**Task to complete:**
Reproduce verbatim the portion of the text below on automotive networks that opens with the words "We need to be" and closes with "of automotive applications.".

**Provided text:**
-*-*-
Evolvement of Automotive Networks
So why there is this strong movement toward the usage of Ethernet for in-vehicle communication?
Today’s automotive networks have already a high demand of bandwidth for transferring data between sensor and electronic control units (ECU). For instance, camera data, LiDAR sensors, but also Audio/Video streams for infotainment require high throughput. In future cars, there will be even more sensors and cameras. In addition, there is a design change toward a centralized zone base architecture, which will reduce the number of physical ECUs and lead to wiring optimization, which is a great benefit especially if high-speed data transfer is involved. Ethernet is already everywhere. We have been using it for many years in home or office environments. It is proven with over 40 years of applied usage. Ethernet has a well-established ecosystem and most operating systems offer network stacks that support it. Ethernet offers speed grades from 10Mbit/s to 400GBit/s and is independent from the physical layer. This means, that there are different cabling options available for automotive use cases, like fiber or single twisted pair copper line such as 100BASE-T1 or 1000BASE-T1. So, ideal conditions to be the next-gen communication standard for automotive networks?
We need to be careful, automotive Ethernet is not the same as an Ethernet network used in IT or at home. For instance, the transfer of data from LiDAR sensor must be handled within a short amount of time. This time needs to be deterministic, otherwise, a safe operation cannot be guaranteed. See Table 1 for some timing requirements of automotive applications.
Table 1. Example of time constrain
TSN - Time-Sensitive Networking
Ethernet as originally defined in IEEE 802 does not provide any real-time capabilities. Time-Sensitive Networking (TSN), a set of standards maintained by the IEEE 802.1 working group, extends Ethernet with the capabilities of real-time communication. TSN has three major tasks to fulfill: Time Synchronization, Traffic Scheduling and Configuration as illustrated in Figure 1. The most important step in a time-sensitive network is to synchronize the clocks of each network participant to the most precise source available. TSN uses the generic Precision Time Protocol (gPTP) to achieve this task. To meet a certain latency or to guarantee a certain priority to a data stream, TSN includes several standards that define how different kinds of traffic scheduling shall be implemented. In addition, the standard supports the interchange of configuration properties via high-level protocols such as the Stream Reservation Protocol (SRP). Have a look at Table 2 for a selection of important standards associated with TSN. The whole set of TSN standards ensures a defined latency of traffic with real-time demands. Section 2.2 will provide an itemized overview for some of these. In summary, the calculable delays, bandwidth allocation, shaping and queuing algorithms, including frame preemption are establishing determinism within existing Ethernet networks for services that rely on it. As queuing algorithm, buffer requirements and worst-case delays are mathematically predictable, TSN is highly suitable for safety-related applications.
-*-*-
Image-grounded pointing data:
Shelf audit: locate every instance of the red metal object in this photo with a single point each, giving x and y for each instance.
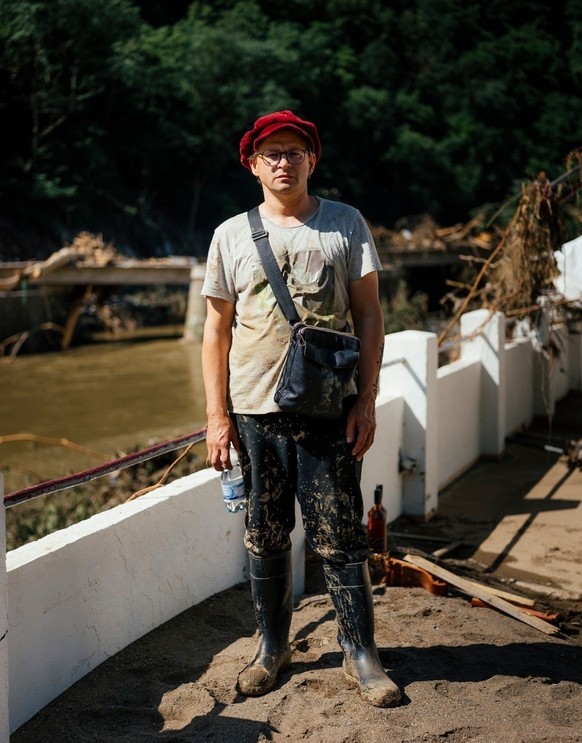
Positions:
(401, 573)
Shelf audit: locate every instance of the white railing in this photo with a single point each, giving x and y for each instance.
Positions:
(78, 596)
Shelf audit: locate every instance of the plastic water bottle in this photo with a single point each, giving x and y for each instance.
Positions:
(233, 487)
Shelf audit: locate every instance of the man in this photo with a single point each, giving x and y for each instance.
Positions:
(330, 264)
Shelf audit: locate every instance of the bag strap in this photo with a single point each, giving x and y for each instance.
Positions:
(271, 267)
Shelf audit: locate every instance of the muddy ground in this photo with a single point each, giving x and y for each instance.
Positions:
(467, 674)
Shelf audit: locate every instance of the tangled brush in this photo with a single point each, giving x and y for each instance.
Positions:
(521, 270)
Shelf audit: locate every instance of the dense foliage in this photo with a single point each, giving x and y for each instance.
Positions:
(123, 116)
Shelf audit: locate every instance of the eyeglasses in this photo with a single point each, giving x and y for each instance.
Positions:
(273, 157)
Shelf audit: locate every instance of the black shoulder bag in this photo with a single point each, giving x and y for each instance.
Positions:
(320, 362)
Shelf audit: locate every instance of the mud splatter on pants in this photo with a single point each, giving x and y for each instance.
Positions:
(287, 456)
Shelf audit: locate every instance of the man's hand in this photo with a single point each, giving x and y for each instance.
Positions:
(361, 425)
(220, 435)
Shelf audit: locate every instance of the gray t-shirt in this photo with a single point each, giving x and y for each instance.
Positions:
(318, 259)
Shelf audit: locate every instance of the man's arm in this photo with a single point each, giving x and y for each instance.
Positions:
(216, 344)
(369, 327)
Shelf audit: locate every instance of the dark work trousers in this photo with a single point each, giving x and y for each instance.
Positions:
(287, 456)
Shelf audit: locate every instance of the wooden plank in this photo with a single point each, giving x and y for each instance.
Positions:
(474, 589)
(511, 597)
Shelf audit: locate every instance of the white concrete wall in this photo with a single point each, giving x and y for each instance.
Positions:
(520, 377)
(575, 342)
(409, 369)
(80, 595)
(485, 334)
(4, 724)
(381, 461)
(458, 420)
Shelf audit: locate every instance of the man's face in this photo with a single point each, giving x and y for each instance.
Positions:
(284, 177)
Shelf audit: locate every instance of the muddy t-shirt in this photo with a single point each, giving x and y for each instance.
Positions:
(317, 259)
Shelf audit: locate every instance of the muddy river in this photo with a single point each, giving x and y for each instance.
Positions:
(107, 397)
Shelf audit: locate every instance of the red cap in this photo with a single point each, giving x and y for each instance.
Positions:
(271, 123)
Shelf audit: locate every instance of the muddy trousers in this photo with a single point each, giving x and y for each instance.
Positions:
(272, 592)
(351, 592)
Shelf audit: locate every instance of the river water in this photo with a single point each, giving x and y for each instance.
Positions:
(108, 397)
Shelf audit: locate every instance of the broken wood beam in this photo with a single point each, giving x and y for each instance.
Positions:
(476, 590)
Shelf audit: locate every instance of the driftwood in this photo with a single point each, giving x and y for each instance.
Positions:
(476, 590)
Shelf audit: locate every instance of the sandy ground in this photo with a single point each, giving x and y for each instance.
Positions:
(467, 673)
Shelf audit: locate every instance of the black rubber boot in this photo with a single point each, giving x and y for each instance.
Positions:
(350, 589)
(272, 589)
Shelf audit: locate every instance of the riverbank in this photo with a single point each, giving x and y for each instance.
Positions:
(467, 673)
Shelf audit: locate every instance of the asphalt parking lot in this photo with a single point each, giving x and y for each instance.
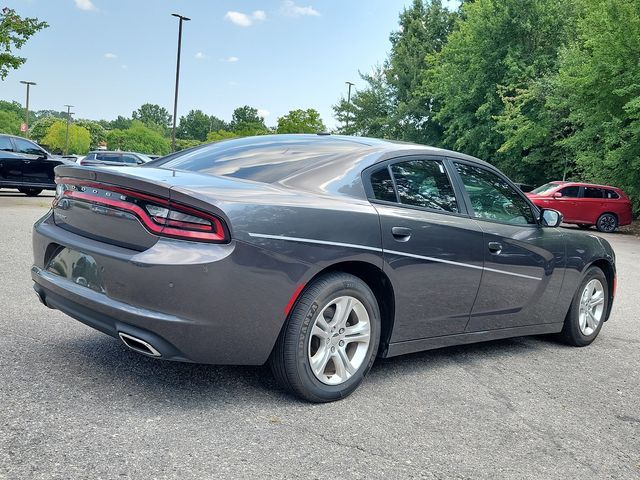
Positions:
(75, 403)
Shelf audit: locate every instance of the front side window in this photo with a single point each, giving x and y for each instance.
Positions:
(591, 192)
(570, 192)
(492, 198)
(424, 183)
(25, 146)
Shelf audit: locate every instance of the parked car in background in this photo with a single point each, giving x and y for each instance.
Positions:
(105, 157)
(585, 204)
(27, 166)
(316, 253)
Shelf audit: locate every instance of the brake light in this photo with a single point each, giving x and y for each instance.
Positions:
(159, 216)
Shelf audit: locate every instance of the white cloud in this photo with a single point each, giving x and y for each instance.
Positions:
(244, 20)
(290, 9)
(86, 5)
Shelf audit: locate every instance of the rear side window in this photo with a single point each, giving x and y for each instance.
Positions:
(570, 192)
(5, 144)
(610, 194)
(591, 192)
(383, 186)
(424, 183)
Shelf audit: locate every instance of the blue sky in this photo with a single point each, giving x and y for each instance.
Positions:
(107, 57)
-*-*-
**Task response:**
We need to be careful, automotive Ethernet is not the same as an Ethernet network used in IT or at home. For instance, the transfer of data from LiDAR sensor must be handled within a short amount of time. This time needs to be deterministic, otherwise, a safe operation cannot be guaranteed. See Table 1 for some timing requirements of automotive applications.